● Source material
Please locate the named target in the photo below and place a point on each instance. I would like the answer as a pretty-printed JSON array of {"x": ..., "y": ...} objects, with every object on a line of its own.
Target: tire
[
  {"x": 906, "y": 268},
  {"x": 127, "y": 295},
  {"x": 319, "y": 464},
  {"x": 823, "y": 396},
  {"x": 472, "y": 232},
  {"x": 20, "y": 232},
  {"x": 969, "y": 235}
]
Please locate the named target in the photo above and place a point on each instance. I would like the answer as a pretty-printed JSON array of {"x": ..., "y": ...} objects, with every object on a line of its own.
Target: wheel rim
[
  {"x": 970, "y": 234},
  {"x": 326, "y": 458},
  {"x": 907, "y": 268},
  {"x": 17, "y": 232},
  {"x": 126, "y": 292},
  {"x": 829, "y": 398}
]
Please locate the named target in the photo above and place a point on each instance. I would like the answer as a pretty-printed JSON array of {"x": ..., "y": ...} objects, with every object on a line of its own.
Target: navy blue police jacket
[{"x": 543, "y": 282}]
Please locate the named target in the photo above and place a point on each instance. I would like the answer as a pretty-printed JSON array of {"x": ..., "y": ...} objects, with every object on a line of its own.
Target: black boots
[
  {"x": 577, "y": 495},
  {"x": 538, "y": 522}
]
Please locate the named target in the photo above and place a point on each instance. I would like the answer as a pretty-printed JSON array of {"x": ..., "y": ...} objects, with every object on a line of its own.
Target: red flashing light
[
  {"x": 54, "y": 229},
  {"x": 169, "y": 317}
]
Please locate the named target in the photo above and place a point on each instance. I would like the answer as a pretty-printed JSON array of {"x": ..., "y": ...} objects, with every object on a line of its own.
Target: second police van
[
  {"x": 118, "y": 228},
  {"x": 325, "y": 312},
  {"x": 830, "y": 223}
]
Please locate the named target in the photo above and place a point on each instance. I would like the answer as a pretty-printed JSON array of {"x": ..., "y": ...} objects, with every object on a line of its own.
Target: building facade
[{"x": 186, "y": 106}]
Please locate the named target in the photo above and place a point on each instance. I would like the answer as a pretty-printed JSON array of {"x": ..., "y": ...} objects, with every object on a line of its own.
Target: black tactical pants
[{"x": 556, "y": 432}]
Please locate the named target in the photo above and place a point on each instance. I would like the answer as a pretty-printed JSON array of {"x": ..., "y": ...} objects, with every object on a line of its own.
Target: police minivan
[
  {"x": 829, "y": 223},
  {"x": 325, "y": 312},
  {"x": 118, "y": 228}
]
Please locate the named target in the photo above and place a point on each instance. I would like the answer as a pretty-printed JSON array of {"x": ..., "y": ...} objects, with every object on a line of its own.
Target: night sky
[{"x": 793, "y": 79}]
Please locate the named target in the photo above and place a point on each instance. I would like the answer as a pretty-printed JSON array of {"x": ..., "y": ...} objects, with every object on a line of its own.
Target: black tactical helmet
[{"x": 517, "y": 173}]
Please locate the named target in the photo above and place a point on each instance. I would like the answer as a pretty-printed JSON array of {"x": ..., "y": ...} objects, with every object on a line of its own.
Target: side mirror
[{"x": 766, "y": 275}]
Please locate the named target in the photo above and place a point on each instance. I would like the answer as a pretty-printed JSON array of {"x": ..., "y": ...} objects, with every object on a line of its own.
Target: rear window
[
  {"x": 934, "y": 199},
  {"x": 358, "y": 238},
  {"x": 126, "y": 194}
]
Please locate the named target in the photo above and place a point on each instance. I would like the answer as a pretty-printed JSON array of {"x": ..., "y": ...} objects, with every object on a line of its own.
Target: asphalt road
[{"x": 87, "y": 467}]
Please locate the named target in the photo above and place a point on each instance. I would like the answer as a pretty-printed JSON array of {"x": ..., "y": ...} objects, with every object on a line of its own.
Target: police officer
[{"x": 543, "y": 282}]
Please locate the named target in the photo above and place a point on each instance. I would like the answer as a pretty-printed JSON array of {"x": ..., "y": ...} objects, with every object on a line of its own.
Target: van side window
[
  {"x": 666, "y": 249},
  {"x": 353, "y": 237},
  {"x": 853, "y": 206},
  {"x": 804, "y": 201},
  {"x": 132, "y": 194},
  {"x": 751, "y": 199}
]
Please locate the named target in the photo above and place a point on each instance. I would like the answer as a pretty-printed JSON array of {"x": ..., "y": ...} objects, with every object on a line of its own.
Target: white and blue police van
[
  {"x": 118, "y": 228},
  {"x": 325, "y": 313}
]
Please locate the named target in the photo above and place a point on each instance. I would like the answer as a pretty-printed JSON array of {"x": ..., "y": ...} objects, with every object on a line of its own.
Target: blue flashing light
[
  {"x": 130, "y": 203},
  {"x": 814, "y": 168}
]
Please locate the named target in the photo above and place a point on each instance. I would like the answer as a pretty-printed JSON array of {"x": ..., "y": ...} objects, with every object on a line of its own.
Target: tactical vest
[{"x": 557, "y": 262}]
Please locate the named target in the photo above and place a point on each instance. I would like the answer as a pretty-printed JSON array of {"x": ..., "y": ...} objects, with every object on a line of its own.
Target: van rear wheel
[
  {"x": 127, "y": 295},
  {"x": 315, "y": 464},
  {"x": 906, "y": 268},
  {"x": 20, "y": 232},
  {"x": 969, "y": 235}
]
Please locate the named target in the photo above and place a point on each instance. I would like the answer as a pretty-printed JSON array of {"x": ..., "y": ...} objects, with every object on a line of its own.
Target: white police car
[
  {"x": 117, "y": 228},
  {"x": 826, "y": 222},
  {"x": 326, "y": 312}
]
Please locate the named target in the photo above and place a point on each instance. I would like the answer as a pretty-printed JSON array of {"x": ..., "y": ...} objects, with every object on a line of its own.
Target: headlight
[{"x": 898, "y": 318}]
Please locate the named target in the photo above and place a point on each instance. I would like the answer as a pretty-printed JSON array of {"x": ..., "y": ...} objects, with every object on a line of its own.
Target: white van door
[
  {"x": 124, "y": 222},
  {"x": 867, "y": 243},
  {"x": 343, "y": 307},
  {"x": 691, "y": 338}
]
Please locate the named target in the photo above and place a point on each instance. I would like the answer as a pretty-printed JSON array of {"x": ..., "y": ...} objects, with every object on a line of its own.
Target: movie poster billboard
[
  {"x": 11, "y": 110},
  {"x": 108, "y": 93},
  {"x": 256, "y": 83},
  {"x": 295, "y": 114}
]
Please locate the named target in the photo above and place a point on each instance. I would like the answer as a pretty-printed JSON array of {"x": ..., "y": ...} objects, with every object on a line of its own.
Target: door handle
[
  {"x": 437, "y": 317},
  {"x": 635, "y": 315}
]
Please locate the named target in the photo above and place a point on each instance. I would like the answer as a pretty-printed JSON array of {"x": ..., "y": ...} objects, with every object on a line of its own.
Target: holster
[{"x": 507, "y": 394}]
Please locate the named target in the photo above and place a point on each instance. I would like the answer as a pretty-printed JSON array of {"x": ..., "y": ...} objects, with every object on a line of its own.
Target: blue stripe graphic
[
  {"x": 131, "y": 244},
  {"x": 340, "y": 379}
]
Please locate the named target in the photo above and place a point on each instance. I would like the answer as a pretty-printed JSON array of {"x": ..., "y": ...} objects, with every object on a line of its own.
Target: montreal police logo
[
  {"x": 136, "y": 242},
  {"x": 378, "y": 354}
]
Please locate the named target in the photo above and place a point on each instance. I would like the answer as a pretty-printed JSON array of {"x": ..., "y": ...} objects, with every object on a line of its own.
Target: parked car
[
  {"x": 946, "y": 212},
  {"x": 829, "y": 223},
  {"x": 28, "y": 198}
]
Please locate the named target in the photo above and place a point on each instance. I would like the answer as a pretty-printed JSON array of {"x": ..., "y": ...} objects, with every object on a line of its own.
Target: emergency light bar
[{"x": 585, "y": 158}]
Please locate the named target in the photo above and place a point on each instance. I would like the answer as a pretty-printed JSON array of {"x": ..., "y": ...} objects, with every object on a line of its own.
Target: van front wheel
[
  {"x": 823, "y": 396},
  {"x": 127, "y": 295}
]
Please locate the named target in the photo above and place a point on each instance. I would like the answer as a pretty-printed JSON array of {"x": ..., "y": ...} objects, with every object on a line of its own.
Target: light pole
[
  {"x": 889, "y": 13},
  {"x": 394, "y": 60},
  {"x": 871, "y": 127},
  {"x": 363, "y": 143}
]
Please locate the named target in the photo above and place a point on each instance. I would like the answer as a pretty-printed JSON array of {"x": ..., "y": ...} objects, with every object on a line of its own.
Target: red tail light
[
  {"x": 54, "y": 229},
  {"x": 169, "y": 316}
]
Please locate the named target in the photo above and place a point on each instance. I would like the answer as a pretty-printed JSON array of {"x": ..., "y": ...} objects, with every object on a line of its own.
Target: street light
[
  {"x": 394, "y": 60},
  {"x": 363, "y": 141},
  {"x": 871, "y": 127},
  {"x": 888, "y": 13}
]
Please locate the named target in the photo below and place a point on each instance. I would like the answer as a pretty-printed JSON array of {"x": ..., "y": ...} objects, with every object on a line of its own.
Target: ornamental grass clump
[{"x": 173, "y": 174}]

● Action item
Word for word, return the lines from the one holding "Target: street light" through the end of the entries above.

● Answer box
Target: street light
[
  {"x": 394, "y": 60},
  {"x": 363, "y": 141},
  {"x": 871, "y": 127},
  {"x": 888, "y": 13}
]
Please locate the named target in the photo below and place a point on each instance. I would like the answer as a pretty-printed JSON array of {"x": ..., "y": ...} objects, with every object on a line of its own.
Target: ornamental grass clump
[{"x": 173, "y": 174}]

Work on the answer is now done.